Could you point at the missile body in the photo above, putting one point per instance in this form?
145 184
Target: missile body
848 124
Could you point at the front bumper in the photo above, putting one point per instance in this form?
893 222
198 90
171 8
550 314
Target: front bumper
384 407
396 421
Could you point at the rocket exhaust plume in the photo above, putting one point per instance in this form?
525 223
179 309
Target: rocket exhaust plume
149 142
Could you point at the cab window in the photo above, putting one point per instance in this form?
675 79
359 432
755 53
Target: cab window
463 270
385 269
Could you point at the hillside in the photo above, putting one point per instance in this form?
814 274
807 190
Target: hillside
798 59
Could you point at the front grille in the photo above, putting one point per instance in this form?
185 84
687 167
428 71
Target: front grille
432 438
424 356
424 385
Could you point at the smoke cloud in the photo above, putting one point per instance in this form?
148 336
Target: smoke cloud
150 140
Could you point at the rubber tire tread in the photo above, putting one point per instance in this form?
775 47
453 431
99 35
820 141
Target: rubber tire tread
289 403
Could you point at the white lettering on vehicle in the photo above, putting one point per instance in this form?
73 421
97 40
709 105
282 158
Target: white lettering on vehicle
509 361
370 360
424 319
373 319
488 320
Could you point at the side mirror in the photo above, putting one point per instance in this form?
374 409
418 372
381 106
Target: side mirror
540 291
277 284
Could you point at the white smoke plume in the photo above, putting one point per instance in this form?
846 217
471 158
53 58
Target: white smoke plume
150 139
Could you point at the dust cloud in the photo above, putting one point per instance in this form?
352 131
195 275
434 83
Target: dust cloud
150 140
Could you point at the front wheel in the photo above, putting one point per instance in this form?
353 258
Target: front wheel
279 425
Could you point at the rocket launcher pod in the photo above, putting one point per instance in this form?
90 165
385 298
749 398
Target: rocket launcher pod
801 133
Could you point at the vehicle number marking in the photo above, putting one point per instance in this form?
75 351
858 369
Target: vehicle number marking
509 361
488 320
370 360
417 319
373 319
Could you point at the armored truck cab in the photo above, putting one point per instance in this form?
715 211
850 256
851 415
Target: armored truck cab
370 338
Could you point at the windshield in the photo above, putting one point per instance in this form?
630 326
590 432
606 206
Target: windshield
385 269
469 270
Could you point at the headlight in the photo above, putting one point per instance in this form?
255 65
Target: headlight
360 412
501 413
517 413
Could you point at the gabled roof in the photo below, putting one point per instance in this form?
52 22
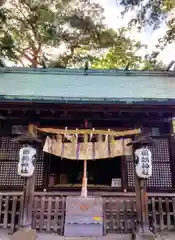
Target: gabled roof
96 86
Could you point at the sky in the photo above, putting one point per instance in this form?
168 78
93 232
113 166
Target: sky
147 36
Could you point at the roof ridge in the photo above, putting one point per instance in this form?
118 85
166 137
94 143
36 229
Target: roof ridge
97 72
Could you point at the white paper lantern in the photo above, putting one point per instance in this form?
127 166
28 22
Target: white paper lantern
26 158
143 158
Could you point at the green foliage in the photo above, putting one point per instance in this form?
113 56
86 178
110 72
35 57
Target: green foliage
153 13
36 26
31 28
122 53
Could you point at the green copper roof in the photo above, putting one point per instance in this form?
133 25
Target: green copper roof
27 84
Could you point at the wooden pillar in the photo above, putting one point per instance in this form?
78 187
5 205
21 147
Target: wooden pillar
124 170
172 150
46 170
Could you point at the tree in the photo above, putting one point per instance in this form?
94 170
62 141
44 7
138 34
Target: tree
31 28
153 13
122 54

———

▸ **INSTRUCTIONS FOR THE TASK**:
Every line above should be reproduced exactly, please, with no pictures included.

▸ **WRITTEN RESPONSE**:
Could you point at the missile body in the photo above, putting one point per instance in this form?
145 184
Target: missile body
848 124
Could you point at the front bumper in the photo above, putting one point per instance in this form?
893 222
198 90
171 8
550 314
Target: front bumper
384 407
396 421
Could you point at the rocket exhaust plume in the photo above, putting one point per instance in this form?
525 223
179 309
Target: rocket exhaust plume
149 142
Could you point at the cab window in the photo above, putting one point per instance in this form?
675 79
359 432
755 53
Target: cab window
463 270
385 269
Could you point at the hillside in the photo above, putting one point per instance in this form?
814 274
807 190
Target: hillside
798 59
Could you point at the front grille in the photo above, putting one point per instance in this form?
185 84
687 167
428 71
Target: front grille
432 438
424 356
424 385
Could you point at the smoke cloud in the photo above, putting one point per instance in this form?
148 336
Target: smoke cloud
150 140
Could you point at the rubber tire tread in the photo above, putting one point per instance in this form?
775 47
453 431
99 35
820 141
Target: rubber tire tread
289 403
Could you point at the white lettering on vehicle in the photo above, putting one point per instance in this form?
73 421
97 40
709 105
282 158
Target: white lettering on vehicle
509 361
370 360
424 319
373 319
488 320
Could you point at the side mirror in the photo above, putting one point per instance in this form?
374 409
418 372
381 106
Target: side mirror
540 291
277 284
Could you point at the white smoke plume in the photo above, putting one point per instance in this form?
846 217
471 158
53 58
Target: white smoke plume
150 139
Could you point at the dust cloud in the photo above, putting one point per instance in this form?
352 131
195 275
434 83
Target: dust cloud
150 140
Could you point at the front wheel in the photo above, putting one point per instance in this form?
353 258
Target: front wheel
279 425
Could you point at the rocket launcher pod in the photo above, putting one point per instance in this form?
90 165
385 298
749 398
Target: rocket launcher pod
801 133
Could you point at the vehicle number marking in the photo above, putting one point per instance in this form?
75 351
858 369
Target: vehicle number marking
509 361
488 320
370 360
417 319
373 319
Could you point at the armored truck cab in the photo above, putting one point per instance in this form?
715 211
850 256
851 415
Target: armored truck cab
370 338
Could you point at the windshield in the photo above, putting one point per instance in this form?
630 326
590 432
606 206
Target: windshield
385 269
469 270
Could you point at the headlight in the photo above, putting one point per instance in this form?
255 65
Target: headlight
360 412
501 413
517 413
Could you point at the gabled roof in the photo below, putting one point per instance in this form?
52 22
Target: gabled roof
96 86
Could you point at the sky in the photo above, putting one point per instance in this form?
168 78
93 232
113 166
Target: sky
147 36
Could you point at the roof ridge in the photo above, putting one point per instance in this form?
118 85
166 137
94 143
36 229
Target: roof ridge
97 72
Could you point at the white paper lantern in the photo above, putting one point per instance in this form?
127 166
28 22
Target: white paper lantern
26 158
143 158
Could you point at the green foliage in the photo above, putting one point per instance in this form?
113 56
86 178
110 72
35 57
Target: green foliage
153 13
36 26
31 28
122 53
Could you point at the green copper roof in the photo above, putting one point per instance in this form?
133 25
Target: green copper roof
27 84
Could you point at the wooden pillar in the photo above, putting one point per instance in this form?
78 187
5 205
21 147
Target: wooden pillar
124 170
172 150
46 170
Could you point at the tree in the photo above, putting one point per instance in this form?
94 170
62 141
44 7
138 34
Target: tree
31 28
153 13
122 54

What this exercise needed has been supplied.